⟨

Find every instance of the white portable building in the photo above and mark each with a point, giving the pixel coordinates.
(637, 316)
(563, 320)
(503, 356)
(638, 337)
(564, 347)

⟩

Give the material above as a JSON list of strings, one string per line, with blank lines left out.

[
  "Find every instance of the white portable building in the photo above and mark each with a point, giving the pixel coordinates.",
  "(637, 316)",
  "(563, 320)",
  "(503, 356)",
  "(638, 337)",
  "(564, 347)"
]